— START OF Extract provided —
Last FL opposition of the year, and Pittsburgh was second in the FL East, eight games behind the Blue Sox. I wasn’t quite sure how they were going to catch up though, given that they were merely average in both runs scored and runs conceded, with a tiny +10 run differential. Even the Raccoons did better, with a +37 mark. There were some major injury problems for the Miners, who were without He Shui, Rafael Mendoza, Alex Abecassis, and Alex Vasquez at this point. The Coons had beaten them, two games to one, in series in both of the last two years.

Projected matchups:
J.J. Sensabaugh (0-1, 3.27 ERA) vs. Sean Sweeton (11-7, 3.01 ERA)
Kyle Brobeck (2-5, 6.55 ERA) vs. Jeff Crowley (9-10, 3.85 ERA)
Cameron Argenziano (1-1, 3.50 ERA) vs. Felix Castano (7-10, 4.23 ERA)

Only right-handed pitchers lined up to face the Raccoons, including Sweeton, who had gone 1-1 with a 3.86 ERA since being traded away at the deadline.
— END OF Extract provided —
### Exercises
a. In the baseball series preview, what run differential did Pittsburgh have?
b. Which Miners players does the baseball series preview name as out injured?
c. Pick up the baseball series preview after its final sentence and keep writing it.
— START OF Material —
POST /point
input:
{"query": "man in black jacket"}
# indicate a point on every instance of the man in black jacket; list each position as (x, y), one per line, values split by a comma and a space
— END OF Material —
— START OF Material —
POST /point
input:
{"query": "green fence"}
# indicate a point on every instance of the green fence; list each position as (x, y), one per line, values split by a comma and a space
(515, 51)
— END OF Material —
— START OF Material —
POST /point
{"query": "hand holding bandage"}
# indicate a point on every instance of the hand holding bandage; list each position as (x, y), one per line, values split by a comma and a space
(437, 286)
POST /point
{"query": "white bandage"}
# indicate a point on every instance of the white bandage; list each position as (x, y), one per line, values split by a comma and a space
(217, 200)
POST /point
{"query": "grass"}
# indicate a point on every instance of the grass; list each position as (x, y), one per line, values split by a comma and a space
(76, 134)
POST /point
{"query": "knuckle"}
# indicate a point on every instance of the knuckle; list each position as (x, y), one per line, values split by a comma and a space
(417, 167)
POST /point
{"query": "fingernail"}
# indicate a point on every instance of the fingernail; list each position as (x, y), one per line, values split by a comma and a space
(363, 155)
— END OF Material —
### Task-by-task answers
a. +10

b. He Shui, Rafael Mendoza, Alex Abecassis, Alex Vasquez

c.
Game 1
PIT: 2B C. Jimenez – LF J. Garza – 3B Corrales – 1B D. Williams – SS Spehar – RF B. Rivera – C W. Gardner – CF Thomason – P Sweeton
POR: 2B Labonte – SS Lavorano – LF Abercrombie – 1B Brassfield – RF Griggs – CF Royer – C Zamora – 3B Bribiesca – P Sensabaugh

The Raccoons loaded the bases in the bottom 1st, but failed to score when Royer grounded out and left Labonte, Brassfield, and Griggs stranded, while Sensabaugh managed to walk the bases full with nobody out in the second inning. Dustin Williams, Ryan Spehar, and Bobby Rivera were all lined up for the exclusively ex-Coon bottom third of the order, which of course didn’t end well for the Miners. Wade Gardner hit a sac fly, Nick Thomason hit into a double play, and Sweeton didn’t get a turn. Sensabaugh went on to test my patience further with a walk offered to Chris Jimenez in the third inning, but then picked off the runner to end the inning after a pop by Jose Garza. Bottom 3rd, bags full again, as Sweeton walked Lonzo (!) and Abercrombie, and Brassfield hit a scratch single, all with one out. At this point, both pitchers had issued four walks and had no strikeouts to their name. Griggs’ sac fly to center was as good as it got, however, and Royer grounded out to first to end the inning.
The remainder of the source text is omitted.